**YOUR INSTRUCTIONS**: Copy out all of the records. Keep every word exact.

**Records from a collection**:
───

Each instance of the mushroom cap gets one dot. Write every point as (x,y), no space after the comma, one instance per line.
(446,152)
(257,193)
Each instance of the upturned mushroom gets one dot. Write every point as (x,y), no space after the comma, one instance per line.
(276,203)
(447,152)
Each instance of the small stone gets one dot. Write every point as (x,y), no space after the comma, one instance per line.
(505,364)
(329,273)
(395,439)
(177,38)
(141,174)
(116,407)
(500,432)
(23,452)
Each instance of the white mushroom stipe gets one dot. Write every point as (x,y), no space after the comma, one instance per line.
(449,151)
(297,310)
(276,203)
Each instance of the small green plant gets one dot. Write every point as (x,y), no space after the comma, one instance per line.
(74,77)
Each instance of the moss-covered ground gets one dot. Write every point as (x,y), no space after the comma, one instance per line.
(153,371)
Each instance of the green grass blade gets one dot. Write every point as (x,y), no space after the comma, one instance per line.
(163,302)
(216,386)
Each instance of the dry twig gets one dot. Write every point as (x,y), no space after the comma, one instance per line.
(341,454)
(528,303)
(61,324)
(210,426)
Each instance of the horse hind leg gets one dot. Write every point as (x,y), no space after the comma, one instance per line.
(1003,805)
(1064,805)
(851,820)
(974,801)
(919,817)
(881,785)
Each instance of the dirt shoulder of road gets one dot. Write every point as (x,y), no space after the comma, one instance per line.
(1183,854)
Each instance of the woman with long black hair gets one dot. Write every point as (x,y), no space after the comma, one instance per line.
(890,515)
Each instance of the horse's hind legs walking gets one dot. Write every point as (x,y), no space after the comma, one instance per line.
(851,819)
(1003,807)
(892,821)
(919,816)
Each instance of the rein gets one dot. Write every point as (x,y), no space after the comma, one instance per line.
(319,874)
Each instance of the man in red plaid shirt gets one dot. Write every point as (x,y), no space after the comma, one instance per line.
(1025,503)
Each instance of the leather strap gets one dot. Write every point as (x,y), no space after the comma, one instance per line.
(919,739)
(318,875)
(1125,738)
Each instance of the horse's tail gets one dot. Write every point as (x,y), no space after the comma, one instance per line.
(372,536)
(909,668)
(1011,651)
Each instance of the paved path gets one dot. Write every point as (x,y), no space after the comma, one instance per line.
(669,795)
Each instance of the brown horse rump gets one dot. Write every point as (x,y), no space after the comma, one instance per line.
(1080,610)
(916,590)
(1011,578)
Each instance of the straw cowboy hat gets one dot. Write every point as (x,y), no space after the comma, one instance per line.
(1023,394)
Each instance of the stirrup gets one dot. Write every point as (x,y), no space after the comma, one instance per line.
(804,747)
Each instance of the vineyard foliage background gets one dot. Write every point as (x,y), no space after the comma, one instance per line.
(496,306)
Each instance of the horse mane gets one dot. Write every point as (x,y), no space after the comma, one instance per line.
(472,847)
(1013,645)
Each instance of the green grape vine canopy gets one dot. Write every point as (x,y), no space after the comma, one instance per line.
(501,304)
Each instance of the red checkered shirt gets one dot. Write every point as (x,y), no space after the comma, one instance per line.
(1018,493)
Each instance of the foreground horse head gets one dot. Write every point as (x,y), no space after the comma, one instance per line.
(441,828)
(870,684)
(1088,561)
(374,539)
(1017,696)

───

**TASK OUTPUT**:
Each instance of the mushroom cap gets one dot. Write every point as (x,y), no space after the comma, one instance per line.
(446,152)
(257,193)
Each instance of the upturned mushroom gets one dot. Write every point as (x,y), no space after the comma, one instance per line.
(276,203)
(447,152)
Each instance of the small stone gets one dot. Write every point as (x,y), no space after the comma, one instance per line.
(505,364)
(329,273)
(395,439)
(177,38)
(141,174)
(116,407)
(500,432)
(23,452)
Each instance of the white mushroom stipe gets one dot. Write every point as (x,y), no space after the comma, one instance per line.
(449,151)
(297,310)
(276,203)
Each instance of the small green plant gets one dot. Write every point as (x,y), no space after the comma, one instance per line.
(74,77)
Each instance of the moss-covered ground gets one dot. Write every point as (x,y), no space after the comma, one instance per line.
(153,371)
Each instance of the green grass blade gets one dot. Write every point as (x,y), no space after the comma, one instance per line.
(163,302)
(216,386)
Each instance of the dry twig gets one dot. Write every point as (x,y), no space after the comma, one instance per line.
(341,454)
(528,303)
(61,324)
(210,426)
Each instance of the horse hind leg gets one dot. Write every point as (x,y), no space after the comma, one instance per line.
(1003,805)
(1064,805)
(851,820)
(974,801)
(919,817)
(881,785)
Each instance of the dirt shoulder of road gets one dot. Write every point as (x,y), no space after the comma, one instance per line.
(1183,854)
Each instance of the woman with long black hair gets one dot. Write every point as (x,y), no space after the comma, one instance per line.
(890,515)
Each instance of the horse's hind legs walking gets one dot. Write every point as (x,y), no space after the comma, one instance per line.
(851,819)
(1003,807)
(892,821)
(919,816)
Each instance of the rein gets one dot. Write every point as (x,y), no space after the comma, one instance per line.
(319,874)
Each instance of the man in red plaid shirt gets one dot. Write every point as (x,y), no space after the comma, one instance per line.
(1025,503)
Each instance of the leather strap gets one dot. Write every point as (x,y), no space after the comma, one instance per line.
(919,739)
(318,875)
(1125,738)
Each instance of the horse's tail gets one dot. Write every point as (x,y), no space after the comma, one instance per line.
(372,536)
(909,668)
(1011,651)
Each instance of the paved path gets one dot. Write every point as (x,y), no space after the comma, one instance per line.
(669,795)
Each instance of the brown horse rump gets one dot. Write every point as (x,y), no space after the comma, one instance per line.
(1080,610)
(916,590)
(1011,578)
Each instance of the straw cowboy hat gets one dot. Write every point as (x,y), no space after the comma, one instance per line.
(1023,394)
Each instance of the stirrup gets one dot. Write every point as (x,y), no space after the comma, one instance per line.
(804,747)
Each instance of the vineyard foliage background gets one dot. Write every point as (x,y), no space after the comma, one instance per line.
(496,306)
Each instance of the horse mane gets one dot. Write every point as (x,y), no space after the comma, one instance per line.
(472,847)
(1013,645)
Each instance of the green grape vine canopy gets one dot. Write every point as (x,y), no space after the comma, one instance per line.
(501,304)
Each instance of the red checkered shirt gets one dot. Write every point as (x,y), no space after the comma, one instance per line.
(1018,493)
Each instance of the foreground horse head gets one dot. Write every point as (x,y), no space after the comma, one instance per line.
(441,828)
(870,684)
(1088,561)
(374,539)
(1017,696)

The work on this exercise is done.